| WHAT IS BEING ASKED |
Copy out the entries in full and with complete accuracy; pictures are excluded.

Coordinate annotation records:
━━━━━━━━━━

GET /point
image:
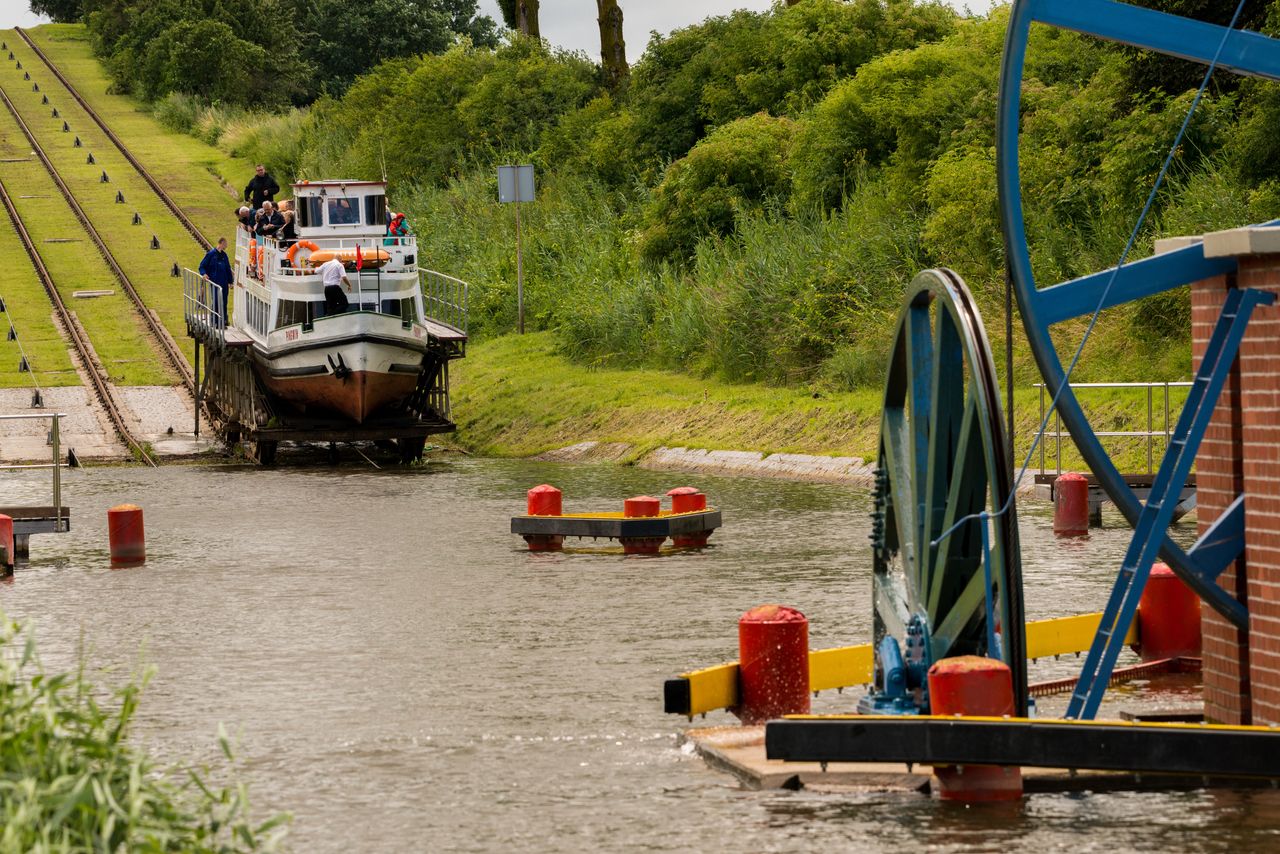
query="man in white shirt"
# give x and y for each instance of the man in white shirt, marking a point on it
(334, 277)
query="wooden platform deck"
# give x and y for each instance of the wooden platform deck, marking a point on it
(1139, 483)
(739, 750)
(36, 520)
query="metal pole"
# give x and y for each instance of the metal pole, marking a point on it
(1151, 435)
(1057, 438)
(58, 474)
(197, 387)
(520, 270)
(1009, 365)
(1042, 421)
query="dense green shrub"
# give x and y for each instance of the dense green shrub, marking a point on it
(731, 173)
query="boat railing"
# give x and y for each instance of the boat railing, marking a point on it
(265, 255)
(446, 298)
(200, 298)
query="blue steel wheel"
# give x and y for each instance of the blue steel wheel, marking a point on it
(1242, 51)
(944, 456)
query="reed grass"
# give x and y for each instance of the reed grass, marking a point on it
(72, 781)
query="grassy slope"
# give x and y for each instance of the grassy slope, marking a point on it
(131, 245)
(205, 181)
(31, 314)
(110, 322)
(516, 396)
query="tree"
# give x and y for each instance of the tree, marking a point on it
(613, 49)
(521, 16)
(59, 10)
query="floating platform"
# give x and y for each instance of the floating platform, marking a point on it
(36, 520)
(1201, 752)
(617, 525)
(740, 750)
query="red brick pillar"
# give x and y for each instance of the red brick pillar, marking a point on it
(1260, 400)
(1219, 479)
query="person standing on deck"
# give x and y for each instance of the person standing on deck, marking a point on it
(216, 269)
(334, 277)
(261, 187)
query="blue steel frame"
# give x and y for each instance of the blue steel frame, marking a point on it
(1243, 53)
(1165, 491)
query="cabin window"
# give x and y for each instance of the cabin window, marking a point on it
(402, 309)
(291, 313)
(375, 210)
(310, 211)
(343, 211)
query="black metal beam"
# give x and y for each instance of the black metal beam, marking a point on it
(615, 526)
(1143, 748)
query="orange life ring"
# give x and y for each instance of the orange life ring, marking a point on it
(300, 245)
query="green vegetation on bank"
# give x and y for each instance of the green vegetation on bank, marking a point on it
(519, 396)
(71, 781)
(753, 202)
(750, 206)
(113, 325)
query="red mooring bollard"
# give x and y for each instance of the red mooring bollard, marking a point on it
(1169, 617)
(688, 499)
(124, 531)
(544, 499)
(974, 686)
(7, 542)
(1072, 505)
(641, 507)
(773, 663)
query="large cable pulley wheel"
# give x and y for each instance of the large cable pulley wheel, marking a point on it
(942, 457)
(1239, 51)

━━━━━━━━━━

| SOLUTION TO THIS PROBLEM |
GET /point
image:
query="man in white shirt"
# give x and y for each instance of the man in white shirt, marking a point on it
(334, 277)
query="wooden platform deck"
# give x and y for each instance of the wooden platform deck, marking a point on it
(1139, 483)
(739, 750)
(36, 520)
query="metal pole"
# give x and y for each instance of the metal pole, marking a point on it
(1151, 435)
(1057, 438)
(58, 474)
(197, 387)
(520, 270)
(1009, 365)
(1042, 421)
query="dense green shrub"
# give x and y for each instance of the dense green shrub, marking a point on it
(731, 173)
query="boat railing"
# give x and y for each instance of the boat railing, marking a point on it
(265, 255)
(446, 298)
(200, 298)
query="blue steel wheel"
# give x and y for each instance of the blue steel wheel, marking a point on it
(1242, 51)
(944, 456)
query="reed grass"
# give x and y for each instance of the reed grass, marking a point on it
(72, 781)
query="grassy slope"
# give x and y for each instance of the grassy slope, marking a point on it
(131, 245)
(205, 181)
(31, 314)
(110, 322)
(516, 396)
query="tree"
# give x and y for each instance of the tree, marking a point on it
(613, 49)
(521, 16)
(59, 10)
query="floating platform"
# give x and y for each instance of the floating platform, marking a point on it
(36, 520)
(1201, 752)
(617, 525)
(740, 750)
query="red brick pillar"
# give x and y for each instance of the red brick pillar, marking a point on it
(1260, 400)
(1219, 479)
query="person standing on deck"
# give x and y for each instance of the person standing on deck, marking a point on it
(216, 269)
(334, 277)
(261, 187)
query="blue steel frame"
# give x and y for each instance of the blue steel frame, marking a point on it
(1243, 53)
(1165, 491)
query="cabin window"
# give x and y for each instance of the cabin window, marking a point on it
(402, 309)
(291, 313)
(375, 210)
(310, 211)
(343, 211)
query="black metal beam"
# give x and y for each instance of the black metal beam, marking a point on it
(615, 526)
(1143, 748)
query="orange life ring"
# give x and y for each instance of the orange life ring, marking a point on it
(300, 245)
query="green vegetation on bank"
# give x and y for each instance of the green vegetation on bank, marking a point on it
(519, 396)
(71, 781)
(753, 202)
(750, 206)
(113, 325)
query="red mooring bollard"
# give x and y for each instance of the red mooring bollard, marking a point on it
(1169, 617)
(688, 499)
(124, 531)
(544, 499)
(974, 686)
(7, 542)
(1072, 505)
(641, 507)
(773, 663)
query="large cable pulley wheel"
# give x and y for each instance of the large cable pulley wheel, marking a point on it
(942, 457)
(1239, 51)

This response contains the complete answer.